# [目標]
下の行のうち、文字列「branch」を含む行はいくつあるか、その数だけを答えよ。大文字と小文字は区別するものとする。

# [利用できる行]
>>>
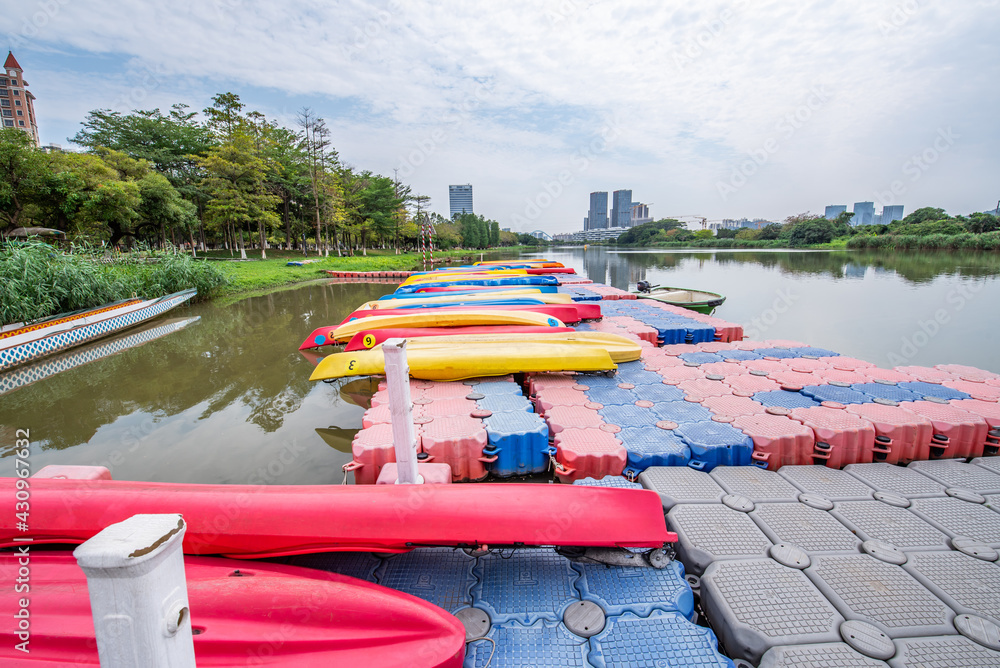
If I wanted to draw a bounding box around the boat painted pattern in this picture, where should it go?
[0,316,201,395]
[0,298,142,348]
[0,290,197,371]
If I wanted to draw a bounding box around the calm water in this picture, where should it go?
[0,248,1000,484]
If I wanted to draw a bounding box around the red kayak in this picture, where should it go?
[0,478,677,558]
[525,267,576,276]
[340,304,584,325]
[0,543,465,668]
[344,325,576,352]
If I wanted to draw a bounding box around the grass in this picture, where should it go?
[208,249,528,301]
[0,241,226,324]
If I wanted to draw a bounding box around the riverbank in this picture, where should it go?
[0,241,533,324]
[215,247,522,302]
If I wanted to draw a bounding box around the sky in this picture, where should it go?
[0,0,1000,234]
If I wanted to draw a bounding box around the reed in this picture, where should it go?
[0,240,226,324]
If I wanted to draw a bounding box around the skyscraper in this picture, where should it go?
[584,192,608,230]
[611,190,632,227]
[882,204,903,225]
[0,51,39,146]
[823,204,847,220]
[851,202,875,227]
[448,184,473,220]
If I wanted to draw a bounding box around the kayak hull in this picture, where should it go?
[340,300,584,325]
[326,309,566,345]
[0,478,677,556]
[309,344,617,381]
[408,285,559,299]
[0,550,465,668]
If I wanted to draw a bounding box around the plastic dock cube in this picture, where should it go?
[732,413,816,471]
[617,427,691,480]
[790,406,887,469]
[554,429,627,482]
[676,422,753,471]
[420,417,487,482]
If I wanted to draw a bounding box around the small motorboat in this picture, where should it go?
[633,281,726,315]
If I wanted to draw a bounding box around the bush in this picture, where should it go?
[0,241,226,324]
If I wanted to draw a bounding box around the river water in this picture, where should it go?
[0,248,1000,484]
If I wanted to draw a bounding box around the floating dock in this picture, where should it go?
[332,276,1000,668]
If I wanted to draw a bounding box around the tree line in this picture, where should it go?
[0,93,518,257]
[617,207,1000,249]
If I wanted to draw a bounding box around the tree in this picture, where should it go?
[199,132,280,259]
[618,218,684,246]
[896,206,951,226]
[757,223,782,241]
[298,107,341,255]
[0,127,48,228]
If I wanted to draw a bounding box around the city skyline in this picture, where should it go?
[5,0,1000,232]
[448,183,475,220]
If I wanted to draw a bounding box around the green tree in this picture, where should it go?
[199,131,280,258]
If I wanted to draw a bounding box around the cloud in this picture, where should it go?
[4,0,1000,232]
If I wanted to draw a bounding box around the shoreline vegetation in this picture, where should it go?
[0,240,526,325]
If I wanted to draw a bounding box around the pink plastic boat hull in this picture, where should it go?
[0,478,677,558]
[342,325,576,352]
[340,304,584,325]
[0,550,465,668]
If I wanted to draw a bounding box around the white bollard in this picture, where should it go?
[73,514,195,668]
[382,339,424,484]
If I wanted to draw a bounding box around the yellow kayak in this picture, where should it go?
[400,269,528,285]
[309,339,617,380]
[330,309,566,341]
[355,290,573,311]
[382,332,642,364]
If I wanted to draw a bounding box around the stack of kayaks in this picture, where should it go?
[300,262,640,380]
[0,289,198,371]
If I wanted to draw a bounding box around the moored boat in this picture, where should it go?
[0,289,198,371]
[634,281,726,315]
[0,552,465,668]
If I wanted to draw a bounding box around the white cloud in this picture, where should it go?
[3,0,1000,231]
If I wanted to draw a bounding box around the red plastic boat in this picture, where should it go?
[0,550,465,668]
[346,325,576,352]
[340,304,584,325]
[0,478,677,558]
[525,267,576,276]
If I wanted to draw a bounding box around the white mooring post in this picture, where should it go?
[73,514,195,668]
[382,339,424,483]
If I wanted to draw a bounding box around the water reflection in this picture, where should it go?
[0,247,1000,484]
[0,281,394,483]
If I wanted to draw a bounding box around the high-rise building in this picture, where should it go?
[629,202,653,227]
[611,190,632,227]
[448,184,473,220]
[823,204,847,220]
[882,204,903,225]
[583,192,608,231]
[851,202,875,227]
[0,51,40,146]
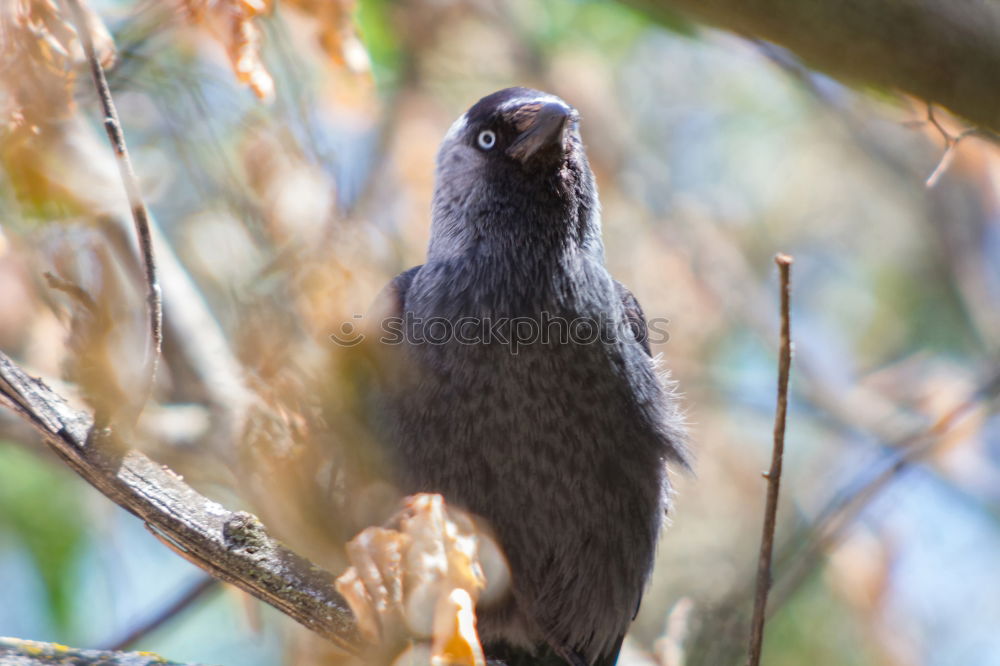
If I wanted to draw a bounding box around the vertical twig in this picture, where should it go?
[747,254,793,666]
[65,0,163,409]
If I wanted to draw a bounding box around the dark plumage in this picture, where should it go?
[372,88,684,666]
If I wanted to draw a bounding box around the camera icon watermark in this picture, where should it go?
[329,311,670,354]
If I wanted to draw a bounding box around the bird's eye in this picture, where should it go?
[476,130,497,150]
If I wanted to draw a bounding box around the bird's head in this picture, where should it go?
[430,88,600,258]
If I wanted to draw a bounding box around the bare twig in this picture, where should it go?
[105,576,219,652]
[0,352,357,652]
[66,0,163,410]
[747,254,792,666]
[924,104,980,189]
[775,372,1000,607]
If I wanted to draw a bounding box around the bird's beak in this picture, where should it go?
[507,102,575,164]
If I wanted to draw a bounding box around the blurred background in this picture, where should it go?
[0,0,1000,666]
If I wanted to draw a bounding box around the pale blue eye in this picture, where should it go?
[476,130,497,150]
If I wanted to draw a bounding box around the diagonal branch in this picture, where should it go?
[621,0,1000,138]
[0,352,357,652]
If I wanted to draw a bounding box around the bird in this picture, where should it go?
[375,87,689,666]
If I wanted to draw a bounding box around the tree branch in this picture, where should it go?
[66,0,163,414]
[0,637,196,666]
[747,254,792,666]
[622,0,1000,132]
[101,576,219,652]
[0,352,357,652]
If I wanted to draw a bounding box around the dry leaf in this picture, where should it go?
[337,494,502,666]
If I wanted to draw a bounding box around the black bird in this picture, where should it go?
[379,88,685,666]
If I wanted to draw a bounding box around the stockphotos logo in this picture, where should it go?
[330,312,670,354]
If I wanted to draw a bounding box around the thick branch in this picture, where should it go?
[0,352,357,651]
[0,637,196,666]
[623,0,1000,132]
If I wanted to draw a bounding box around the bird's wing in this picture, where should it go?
[615,280,653,356]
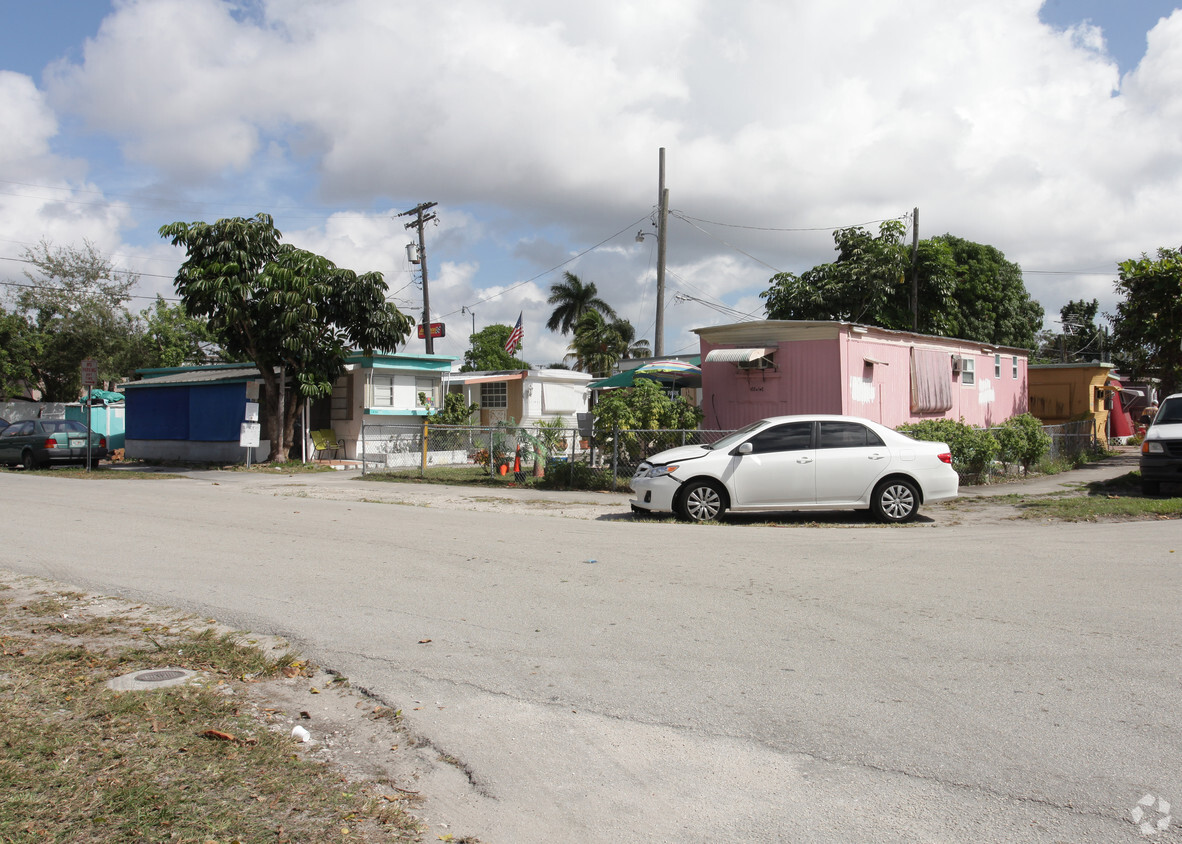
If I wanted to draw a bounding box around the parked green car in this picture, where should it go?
[0,420,106,469]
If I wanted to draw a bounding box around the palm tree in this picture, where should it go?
[566,311,628,378]
[611,319,652,361]
[546,273,616,335]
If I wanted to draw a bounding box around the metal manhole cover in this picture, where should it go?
[106,668,200,692]
[136,669,186,683]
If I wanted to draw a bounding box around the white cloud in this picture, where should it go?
[13,0,1182,359]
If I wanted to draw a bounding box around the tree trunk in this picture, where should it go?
[259,366,284,462]
[280,391,307,460]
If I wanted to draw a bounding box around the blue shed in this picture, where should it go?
[121,363,263,462]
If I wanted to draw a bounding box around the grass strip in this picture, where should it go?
[0,593,417,844]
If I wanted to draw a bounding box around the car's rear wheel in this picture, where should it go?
[677,481,727,521]
[870,478,920,522]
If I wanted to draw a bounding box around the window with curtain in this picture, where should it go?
[911,348,953,414]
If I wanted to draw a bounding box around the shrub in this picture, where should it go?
[992,414,1051,474]
[897,417,998,480]
[592,378,702,465]
[537,461,628,491]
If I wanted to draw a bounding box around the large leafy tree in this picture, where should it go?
[15,241,143,394]
[546,273,616,335]
[1110,248,1182,394]
[760,220,1043,349]
[934,234,1043,349]
[460,323,530,372]
[0,309,41,398]
[139,296,220,366]
[160,214,411,460]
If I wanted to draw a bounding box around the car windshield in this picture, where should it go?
[702,420,767,452]
[1154,398,1182,424]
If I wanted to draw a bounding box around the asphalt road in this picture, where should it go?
[0,465,1182,844]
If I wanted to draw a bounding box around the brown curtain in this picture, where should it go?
[911,346,953,414]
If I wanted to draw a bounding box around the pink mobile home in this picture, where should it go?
[694,320,1027,430]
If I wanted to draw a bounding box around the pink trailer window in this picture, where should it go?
[911,346,953,414]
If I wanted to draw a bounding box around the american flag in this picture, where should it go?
[505,311,525,355]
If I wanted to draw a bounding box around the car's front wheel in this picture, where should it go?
[870,478,920,522]
[677,481,727,521]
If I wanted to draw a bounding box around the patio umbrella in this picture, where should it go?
[632,361,702,387]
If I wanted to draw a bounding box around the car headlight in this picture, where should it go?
[647,463,677,478]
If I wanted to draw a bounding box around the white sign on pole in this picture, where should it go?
[80,357,98,387]
[238,422,262,448]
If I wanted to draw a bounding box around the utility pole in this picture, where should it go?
[652,147,669,357]
[398,202,437,355]
[911,206,920,331]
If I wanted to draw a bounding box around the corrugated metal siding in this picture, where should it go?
[702,339,842,430]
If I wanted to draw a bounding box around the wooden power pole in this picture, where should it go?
[652,147,669,357]
[398,202,437,355]
[911,206,920,331]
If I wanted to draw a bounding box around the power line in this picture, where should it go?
[441,216,648,318]
[677,214,910,232]
[669,212,784,273]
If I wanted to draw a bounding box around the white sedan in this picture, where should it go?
[631,416,960,522]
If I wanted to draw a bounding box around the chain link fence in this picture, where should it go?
[1043,418,1099,460]
[358,423,730,489]
[358,420,1098,491]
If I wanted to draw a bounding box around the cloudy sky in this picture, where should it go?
[0,0,1182,365]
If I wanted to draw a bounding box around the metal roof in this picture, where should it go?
[119,366,262,390]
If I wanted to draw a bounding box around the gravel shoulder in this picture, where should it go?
[152,449,1137,527]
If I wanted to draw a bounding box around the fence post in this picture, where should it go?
[611,426,619,492]
[418,416,427,478]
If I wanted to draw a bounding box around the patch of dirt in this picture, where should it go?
[0,570,480,844]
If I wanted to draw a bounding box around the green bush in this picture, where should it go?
[592,378,702,465]
[992,414,1051,474]
[896,417,999,480]
[535,460,629,492]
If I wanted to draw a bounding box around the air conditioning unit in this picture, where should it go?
[735,355,775,370]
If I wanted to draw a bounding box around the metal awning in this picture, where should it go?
[706,349,775,363]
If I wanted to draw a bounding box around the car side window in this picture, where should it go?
[748,422,812,454]
[817,422,883,448]
[1154,401,1182,424]
[0,421,33,436]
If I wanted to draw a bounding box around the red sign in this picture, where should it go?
[79,357,98,387]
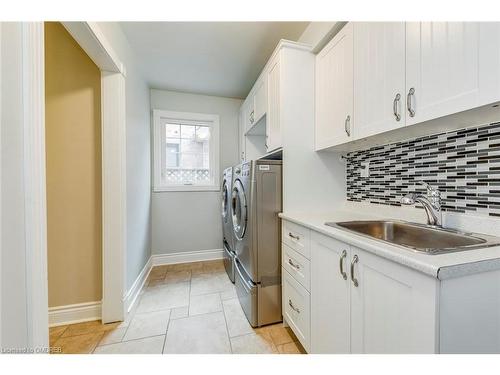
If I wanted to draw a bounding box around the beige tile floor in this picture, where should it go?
[50,261,305,354]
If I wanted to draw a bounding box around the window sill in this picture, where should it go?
[153,185,220,193]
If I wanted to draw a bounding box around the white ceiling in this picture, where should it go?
[120,22,309,98]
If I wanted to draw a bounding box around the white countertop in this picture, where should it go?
[279,205,500,280]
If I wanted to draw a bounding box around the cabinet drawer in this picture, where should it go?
[282,220,311,259]
[282,244,311,291]
[283,269,311,352]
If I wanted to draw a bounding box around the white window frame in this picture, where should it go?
[153,109,220,192]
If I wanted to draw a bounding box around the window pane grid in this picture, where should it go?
[162,122,213,185]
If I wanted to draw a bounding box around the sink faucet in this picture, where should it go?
[401,181,442,227]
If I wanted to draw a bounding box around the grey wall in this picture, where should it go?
[151,89,242,254]
[94,22,151,290]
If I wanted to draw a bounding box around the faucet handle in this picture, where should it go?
[401,193,416,205]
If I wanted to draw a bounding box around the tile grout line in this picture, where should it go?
[219,293,234,354]
[161,310,172,354]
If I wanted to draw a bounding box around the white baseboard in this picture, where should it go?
[151,249,224,266]
[49,253,224,327]
[123,257,152,314]
[49,301,101,327]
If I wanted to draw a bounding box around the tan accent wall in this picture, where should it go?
[45,22,102,307]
<<<
# [練習問題の解答]
3